WHAT THIS TASK INVOLVES: Please print the records below exactly as they are written.

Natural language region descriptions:
- - - - -

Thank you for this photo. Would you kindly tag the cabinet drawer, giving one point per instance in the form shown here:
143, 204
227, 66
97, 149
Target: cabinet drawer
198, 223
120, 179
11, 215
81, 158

- - - - -

SOLVED PROBLEM:
Thank you for this photo. Would you kindly tag the cabinet drawer, giving one point per instance in the form shown here:
143, 204
227, 66
97, 149
Target: cabinet drawer
198, 223
120, 179
11, 215
81, 158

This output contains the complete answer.